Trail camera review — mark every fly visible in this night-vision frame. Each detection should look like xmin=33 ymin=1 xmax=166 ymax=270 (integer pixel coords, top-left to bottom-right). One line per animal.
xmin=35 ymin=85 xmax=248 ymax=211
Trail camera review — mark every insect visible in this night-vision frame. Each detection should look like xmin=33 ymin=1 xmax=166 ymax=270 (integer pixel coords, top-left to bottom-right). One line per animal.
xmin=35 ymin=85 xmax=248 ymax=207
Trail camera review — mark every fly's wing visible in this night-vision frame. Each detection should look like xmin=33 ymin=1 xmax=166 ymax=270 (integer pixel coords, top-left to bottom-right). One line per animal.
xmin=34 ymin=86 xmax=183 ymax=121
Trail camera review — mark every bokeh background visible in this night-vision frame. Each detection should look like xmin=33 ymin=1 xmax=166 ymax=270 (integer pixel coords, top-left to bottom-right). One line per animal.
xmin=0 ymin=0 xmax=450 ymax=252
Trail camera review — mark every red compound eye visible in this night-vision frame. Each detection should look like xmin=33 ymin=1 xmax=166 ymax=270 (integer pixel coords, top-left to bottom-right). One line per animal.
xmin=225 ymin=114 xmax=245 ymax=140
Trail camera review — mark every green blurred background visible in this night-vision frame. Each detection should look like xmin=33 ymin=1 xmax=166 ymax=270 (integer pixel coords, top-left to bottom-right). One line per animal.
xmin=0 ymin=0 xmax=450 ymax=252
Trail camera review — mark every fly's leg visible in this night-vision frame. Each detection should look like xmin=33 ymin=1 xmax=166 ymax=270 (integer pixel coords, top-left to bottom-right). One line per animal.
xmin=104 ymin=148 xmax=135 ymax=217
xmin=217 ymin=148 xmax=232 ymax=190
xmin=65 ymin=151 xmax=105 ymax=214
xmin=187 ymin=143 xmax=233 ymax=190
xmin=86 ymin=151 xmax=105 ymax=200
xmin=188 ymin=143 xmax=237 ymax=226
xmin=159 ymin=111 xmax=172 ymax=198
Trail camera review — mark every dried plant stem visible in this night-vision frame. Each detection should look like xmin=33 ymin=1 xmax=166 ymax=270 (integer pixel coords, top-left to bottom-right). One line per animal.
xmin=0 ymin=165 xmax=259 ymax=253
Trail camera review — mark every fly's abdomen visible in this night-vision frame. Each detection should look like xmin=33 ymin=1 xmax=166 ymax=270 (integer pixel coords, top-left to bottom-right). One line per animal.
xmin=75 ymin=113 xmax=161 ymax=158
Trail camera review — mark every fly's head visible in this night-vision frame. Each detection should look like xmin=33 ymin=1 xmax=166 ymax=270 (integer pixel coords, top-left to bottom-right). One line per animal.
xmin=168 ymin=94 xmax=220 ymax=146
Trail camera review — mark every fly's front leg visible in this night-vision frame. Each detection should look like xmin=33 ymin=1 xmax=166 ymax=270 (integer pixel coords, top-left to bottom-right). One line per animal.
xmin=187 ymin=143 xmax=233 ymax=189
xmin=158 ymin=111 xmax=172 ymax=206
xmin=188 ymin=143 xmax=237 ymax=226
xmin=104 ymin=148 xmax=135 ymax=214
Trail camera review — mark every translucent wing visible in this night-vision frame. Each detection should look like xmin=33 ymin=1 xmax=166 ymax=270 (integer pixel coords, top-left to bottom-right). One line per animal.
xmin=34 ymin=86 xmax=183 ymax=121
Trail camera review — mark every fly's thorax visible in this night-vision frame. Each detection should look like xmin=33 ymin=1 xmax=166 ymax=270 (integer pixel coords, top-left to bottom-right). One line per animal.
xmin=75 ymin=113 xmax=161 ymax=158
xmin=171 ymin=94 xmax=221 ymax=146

——————————

* _Written problem_: Rewrite all of the entries above as a Markdown table with two columns, Row and Entry. Give each line its own numbered row and skip any blank lines.

* _Solved exercise_:
| Row | Entry |
|---|---|
| 1 | Trail camera review — mark every fly visible in this night-vision frame. Each detection should look like xmin=33 ymin=1 xmax=166 ymax=270 (integer pixel coords, top-left to bottom-right). One line per animal. |
| 2 | xmin=35 ymin=85 xmax=248 ymax=211 |
| 3 | Trail camera review — mark every insect visible in this night-vision frame. Each detection should look like xmin=33 ymin=1 xmax=166 ymax=270 (integer pixel coords, top-left to bottom-right). One line per animal. |
| 4 | xmin=35 ymin=85 xmax=248 ymax=207 |
| 5 | Trail camera review — mark every fly's wing visible in this night-vision frame. Each detection should look like xmin=33 ymin=1 xmax=166 ymax=270 (integer pixel coords, top-left to bottom-right). One line per animal. |
| 6 | xmin=34 ymin=86 xmax=183 ymax=121 |
| 7 | Trail camera review — mark every bokeh background visible in this night-vision frame. Each detection should look like xmin=33 ymin=1 xmax=166 ymax=270 (integer pixel coords, top-left to bottom-right). One line per animal. |
| 8 | xmin=0 ymin=0 xmax=450 ymax=252 |
| 9 | Trail camera review — mark every red compound eye visible in this night-vision frame. Each detection should look like xmin=33 ymin=1 xmax=166 ymax=270 (integer pixel coords, top-left to bottom-right). One line per animal. |
| 10 | xmin=225 ymin=114 xmax=245 ymax=140 |
| 11 | Trail camera review — mark every green blurred background visible in this night-vision frame. Each detection should look like xmin=33 ymin=1 xmax=166 ymax=270 (integer pixel coords, top-left to bottom-right). One line per animal. |
| 12 | xmin=0 ymin=0 xmax=450 ymax=252 |
| 13 | Trail camera review — mark every fly's leg visible in this night-vision frame. Each detection should look like xmin=33 ymin=1 xmax=166 ymax=270 (integer pixel coords, top-left to bottom-right). One line per animal. |
| 14 | xmin=104 ymin=148 xmax=135 ymax=217 |
| 15 | xmin=217 ymin=148 xmax=232 ymax=190 |
| 16 | xmin=65 ymin=151 xmax=105 ymax=214 |
| 17 | xmin=187 ymin=143 xmax=233 ymax=190 |
| 18 | xmin=86 ymin=151 xmax=105 ymax=200 |
| 19 | xmin=188 ymin=143 xmax=237 ymax=226 |
| 20 | xmin=159 ymin=111 xmax=172 ymax=198 |
| 21 | Trail camera review — mark every dried plant stem visible in this night-vision frame. Each detection should look like xmin=33 ymin=1 xmax=166 ymax=270 (integer pixel coords, top-left to bottom-right). One line per animal. |
| 22 | xmin=0 ymin=165 xmax=259 ymax=253 |
| 23 | Trail camera review — mark every fly's abdomen visible in this night-vision frame. Each detection should look like xmin=33 ymin=1 xmax=166 ymax=270 (integer pixel coords, top-left to bottom-right). One line per animal. |
| 24 | xmin=75 ymin=113 xmax=161 ymax=158 |
| 25 | Trail camera review — mark every fly's head visible in this night-vision frame. Each detection should look like xmin=33 ymin=1 xmax=166 ymax=270 (integer pixel coords, top-left to bottom-right). One line per animal. |
| 26 | xmin=168 ymin=94 xmax=220 ymax=146 |
| 27 | Trail camera review — mark every fly's front leg visible in this night-vision frame. Each detection should look like xmin=33 ymin=1 xmax=166 ymax=270 (integer pixel coords, top-left to bottom-right). One line per animal. |
| 28 | xmin=187 ymin=143 xmax=233 ymax=189 |
| 29 | xmin=158 ymin=111 xmax=172 ymax=206 |
| 30 | xmin=188 ymin=143 xmax=237 ymax=226 |
| 31 | xmin=104 ymin=148 xmax=135 ymax=214 |
| 32 | Trail camera review — mark every translucent wing visible in this night-vision frame. Each detection should look like xmin=33 ymin=1 xmax=166 ymax=270 (integer pixel coords, top-left to bottom-right). One line per animal. |
| 33 | xmin=34 ymin=86 xmax=183 ymax=121 |
| 34 | Trail camera review — mark every fly's thorax visible in this night-vision frame. Each detection should look like xmin=33 ymin=1 xmax=166 ymax=270 (integer pixel coords, top-left to bottom-right). One line per animal. |
| 35 | xmin=75 ymin=113 xmax=161 ymax=158 |
| 36 | xmin=171 ymin=94 xmax=221 ymax=146 |